SELECTED EXCERPT: Begin
The great China paradox

All of this leads to one giant, wicked paradox. How can China be America’s chief adversary, and, simultaneously, a vital supply chain partner as well as a manufacturing hub, and a growing market?

There exists, however, the very real and ongoing issue of bifurcation in global supply chains. “Strategic” goods and services linked to China are decoupling. Ecosystems involving semiconductors, supercomputing, biotech, and quantum science, among others, will continue to decouple as Washington and Beijing engage in techno-nationalist competition and hybrid warfare.

A major problem is the accumulation of trade and investment that finds itself languishing inside a figurative grey zone, where so-called “dual-use” technologies— seemingly harmless commercial items that can also be applied to military uses—can go from enjoying day-to-day trade, to being suddenly blacklisted. Over time, the grey zone will swallow up ill-advised China investments as export controls negate well-established supply chains. The inevitable result will be a wider China-decoupling.
SELECTED EXCERPT: End
- [EXERCISE PROMPT]
Resume the text on the China paradox and supply-chain decoupling, starting right after its last sentence. The lines after this sentence are not needed for what follows.
AVAILABLE DATA: Begin
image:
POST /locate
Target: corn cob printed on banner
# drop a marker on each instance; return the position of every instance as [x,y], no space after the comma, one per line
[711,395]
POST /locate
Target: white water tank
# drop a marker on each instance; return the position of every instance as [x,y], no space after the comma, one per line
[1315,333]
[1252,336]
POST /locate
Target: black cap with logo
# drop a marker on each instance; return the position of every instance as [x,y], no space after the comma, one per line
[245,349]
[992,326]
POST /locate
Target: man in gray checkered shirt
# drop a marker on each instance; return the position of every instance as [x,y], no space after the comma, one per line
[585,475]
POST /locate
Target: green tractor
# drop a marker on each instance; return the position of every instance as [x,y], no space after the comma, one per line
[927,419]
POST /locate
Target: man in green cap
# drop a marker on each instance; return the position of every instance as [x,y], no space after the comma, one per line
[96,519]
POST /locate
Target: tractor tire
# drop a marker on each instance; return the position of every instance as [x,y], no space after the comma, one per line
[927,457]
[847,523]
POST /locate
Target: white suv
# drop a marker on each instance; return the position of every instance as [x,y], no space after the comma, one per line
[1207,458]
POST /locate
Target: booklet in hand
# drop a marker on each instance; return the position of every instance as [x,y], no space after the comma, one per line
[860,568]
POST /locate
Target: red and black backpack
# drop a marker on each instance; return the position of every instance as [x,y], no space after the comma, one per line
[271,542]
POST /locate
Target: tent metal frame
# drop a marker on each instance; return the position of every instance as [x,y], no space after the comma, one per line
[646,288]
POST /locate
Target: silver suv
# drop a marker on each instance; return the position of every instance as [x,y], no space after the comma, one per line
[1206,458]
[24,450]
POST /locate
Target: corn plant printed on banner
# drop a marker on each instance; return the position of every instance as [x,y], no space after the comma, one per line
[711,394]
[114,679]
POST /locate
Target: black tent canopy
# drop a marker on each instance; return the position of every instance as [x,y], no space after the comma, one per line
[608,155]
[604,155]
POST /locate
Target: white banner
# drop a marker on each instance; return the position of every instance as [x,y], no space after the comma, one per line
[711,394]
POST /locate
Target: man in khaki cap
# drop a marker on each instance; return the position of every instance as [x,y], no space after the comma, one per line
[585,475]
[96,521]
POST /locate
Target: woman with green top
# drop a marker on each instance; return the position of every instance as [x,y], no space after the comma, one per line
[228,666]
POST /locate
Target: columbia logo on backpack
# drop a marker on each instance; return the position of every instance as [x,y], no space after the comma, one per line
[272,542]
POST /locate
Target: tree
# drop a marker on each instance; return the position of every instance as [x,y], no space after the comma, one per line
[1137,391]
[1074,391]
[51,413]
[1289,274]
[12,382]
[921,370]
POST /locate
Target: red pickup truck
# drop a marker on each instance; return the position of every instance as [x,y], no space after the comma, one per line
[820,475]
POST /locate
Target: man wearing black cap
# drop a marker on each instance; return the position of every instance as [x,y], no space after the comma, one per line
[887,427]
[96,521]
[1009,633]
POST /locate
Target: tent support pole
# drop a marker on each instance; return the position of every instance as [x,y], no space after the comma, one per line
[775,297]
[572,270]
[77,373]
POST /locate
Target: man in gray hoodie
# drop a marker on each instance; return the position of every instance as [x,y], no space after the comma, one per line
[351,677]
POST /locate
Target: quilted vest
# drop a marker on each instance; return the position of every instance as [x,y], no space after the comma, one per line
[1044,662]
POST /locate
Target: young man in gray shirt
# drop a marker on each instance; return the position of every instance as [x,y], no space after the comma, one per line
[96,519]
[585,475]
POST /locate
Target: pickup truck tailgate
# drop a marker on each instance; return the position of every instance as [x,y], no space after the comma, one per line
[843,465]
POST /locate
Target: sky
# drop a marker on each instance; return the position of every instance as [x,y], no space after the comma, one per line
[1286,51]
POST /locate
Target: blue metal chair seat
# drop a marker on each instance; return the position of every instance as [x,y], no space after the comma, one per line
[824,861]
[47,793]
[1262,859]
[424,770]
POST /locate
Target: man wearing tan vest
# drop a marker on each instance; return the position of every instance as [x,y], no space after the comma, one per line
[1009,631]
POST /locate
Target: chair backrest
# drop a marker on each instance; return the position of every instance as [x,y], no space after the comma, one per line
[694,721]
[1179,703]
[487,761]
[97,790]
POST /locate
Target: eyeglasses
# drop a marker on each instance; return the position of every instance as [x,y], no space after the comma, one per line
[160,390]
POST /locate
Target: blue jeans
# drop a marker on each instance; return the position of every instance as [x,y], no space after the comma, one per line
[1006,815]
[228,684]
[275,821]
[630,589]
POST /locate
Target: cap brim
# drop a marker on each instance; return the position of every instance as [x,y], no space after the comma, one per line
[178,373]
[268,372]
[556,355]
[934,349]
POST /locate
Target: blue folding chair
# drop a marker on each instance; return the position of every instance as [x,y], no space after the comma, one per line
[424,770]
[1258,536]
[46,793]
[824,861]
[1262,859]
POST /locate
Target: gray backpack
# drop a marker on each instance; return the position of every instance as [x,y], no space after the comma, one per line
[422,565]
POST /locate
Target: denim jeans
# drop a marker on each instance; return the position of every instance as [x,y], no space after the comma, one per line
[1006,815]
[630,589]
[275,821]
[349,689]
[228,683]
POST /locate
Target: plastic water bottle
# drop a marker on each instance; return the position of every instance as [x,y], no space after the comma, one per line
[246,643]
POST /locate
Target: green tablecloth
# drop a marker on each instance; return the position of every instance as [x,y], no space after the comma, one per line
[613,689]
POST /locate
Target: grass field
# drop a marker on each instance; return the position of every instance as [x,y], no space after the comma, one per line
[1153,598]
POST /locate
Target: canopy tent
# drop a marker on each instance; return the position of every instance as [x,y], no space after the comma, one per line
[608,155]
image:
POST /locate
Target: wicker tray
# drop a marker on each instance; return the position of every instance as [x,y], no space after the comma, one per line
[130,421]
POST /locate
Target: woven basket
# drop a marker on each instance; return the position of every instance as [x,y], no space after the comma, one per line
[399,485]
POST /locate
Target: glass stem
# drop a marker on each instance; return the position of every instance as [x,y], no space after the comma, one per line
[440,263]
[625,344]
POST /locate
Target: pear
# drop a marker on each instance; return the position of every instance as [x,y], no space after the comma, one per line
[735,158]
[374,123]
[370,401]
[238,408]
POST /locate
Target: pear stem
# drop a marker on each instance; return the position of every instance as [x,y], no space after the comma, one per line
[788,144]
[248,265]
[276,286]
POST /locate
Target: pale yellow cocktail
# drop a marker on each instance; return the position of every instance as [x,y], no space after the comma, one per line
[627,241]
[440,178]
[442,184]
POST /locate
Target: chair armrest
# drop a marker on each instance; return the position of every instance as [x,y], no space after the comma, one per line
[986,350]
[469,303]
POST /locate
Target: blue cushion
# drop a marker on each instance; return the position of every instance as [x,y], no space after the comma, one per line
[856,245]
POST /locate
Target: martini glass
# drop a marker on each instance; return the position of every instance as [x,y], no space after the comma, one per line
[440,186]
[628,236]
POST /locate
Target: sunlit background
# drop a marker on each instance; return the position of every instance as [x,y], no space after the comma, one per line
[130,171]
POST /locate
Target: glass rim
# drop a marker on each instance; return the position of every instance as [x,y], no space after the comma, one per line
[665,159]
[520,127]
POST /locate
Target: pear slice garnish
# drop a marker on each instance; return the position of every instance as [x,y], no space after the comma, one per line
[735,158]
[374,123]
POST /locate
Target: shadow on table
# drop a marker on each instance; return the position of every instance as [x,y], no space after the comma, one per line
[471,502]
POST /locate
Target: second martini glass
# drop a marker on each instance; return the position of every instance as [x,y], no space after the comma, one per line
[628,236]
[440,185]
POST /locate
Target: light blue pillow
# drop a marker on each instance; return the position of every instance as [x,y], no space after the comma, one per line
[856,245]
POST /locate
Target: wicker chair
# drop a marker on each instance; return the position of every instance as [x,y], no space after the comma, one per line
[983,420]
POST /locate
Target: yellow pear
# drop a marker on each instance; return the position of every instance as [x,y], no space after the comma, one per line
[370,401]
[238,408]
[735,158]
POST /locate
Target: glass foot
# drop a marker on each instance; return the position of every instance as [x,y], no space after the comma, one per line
AVAILABLE DATA: End
- [ANSWER SECTION]
The question, then, is to what extent will bifurcation in the tech landscape become a catalyst for more general China-decoupling? The answer is that it will accelerate the trend more than most expect.

Bifurcation of the technology landscape

Washington’s semiconductor blockade has already effectively decoupled supply chains between American and most Chinese tech companies of consequence. This includes Huawei and ZTE (telecommunications); SMIC and YMTC (semiconductors); DJI (drones); Dahua, Megvii, SenseTime, and HikVison—all of which are from the AI, surveillance software and hardware sectors.

Prior to the imposition of U.S. sanctions and export controls, the above brands accounted for billions of dollars in trade with American and other foreign MNEs. In 2018, Huawei, alone, purchased $70 billion in components from foreign suppliers, including $11 billion from Intel, Micron and Qualcomm. All of this effectively ended with the latest round of U.S. export controls on semiconductors in October of 2022.

The problem now facing MNEs in China is the growing list of goods that will soon end up in the sanctions bucket. In the case of Huawei, Washington is now mulling an all-out ban on the transfer of any American technology. Such a move, when applied beyond Huawei to other selected firms and industries, will create a domino effect regarding general China-decoupling.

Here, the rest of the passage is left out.